* start Records for this exercise *
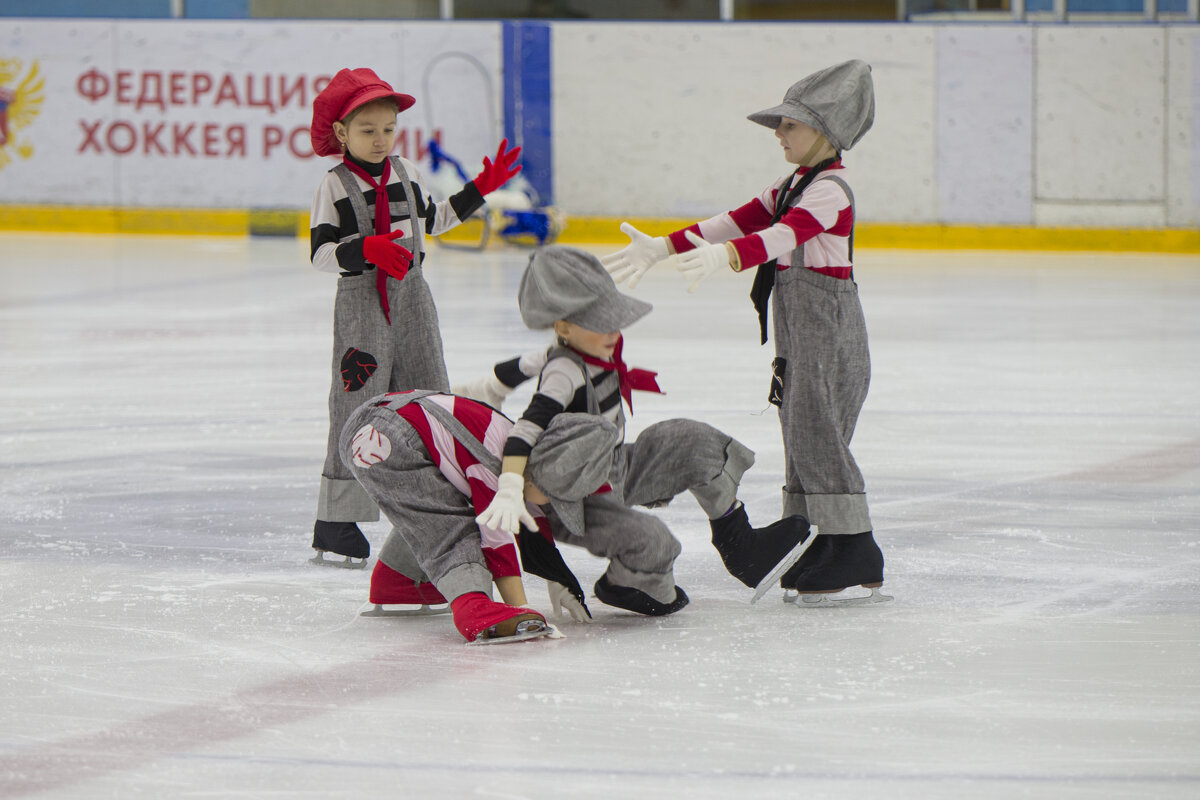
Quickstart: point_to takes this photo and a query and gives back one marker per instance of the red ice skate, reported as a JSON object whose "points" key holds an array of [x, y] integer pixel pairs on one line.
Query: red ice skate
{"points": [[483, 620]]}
* end Records for this exercise *
* start Records for this exercise *
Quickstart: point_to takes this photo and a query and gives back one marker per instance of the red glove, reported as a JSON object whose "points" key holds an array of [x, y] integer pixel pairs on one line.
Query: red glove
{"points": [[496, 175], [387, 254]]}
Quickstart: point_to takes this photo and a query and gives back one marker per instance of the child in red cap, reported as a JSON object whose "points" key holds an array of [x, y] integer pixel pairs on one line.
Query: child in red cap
* end Records for this exercise *
### Exercise instructions
Recast the lines as a numbered list with blank lines omitted, beginning at the line that contains "of the child" and stopping after the line that contains "Query: child in red cap". Include no other lines.

### Solution for this task
1. Quickstart: point_to takes this photo and a query and gives back one marker per instance of the child in red cap, reported as a JSON object whose "points" key holds an array of [x, y] integer pixel pairs on one line.
2. Query: child in red cap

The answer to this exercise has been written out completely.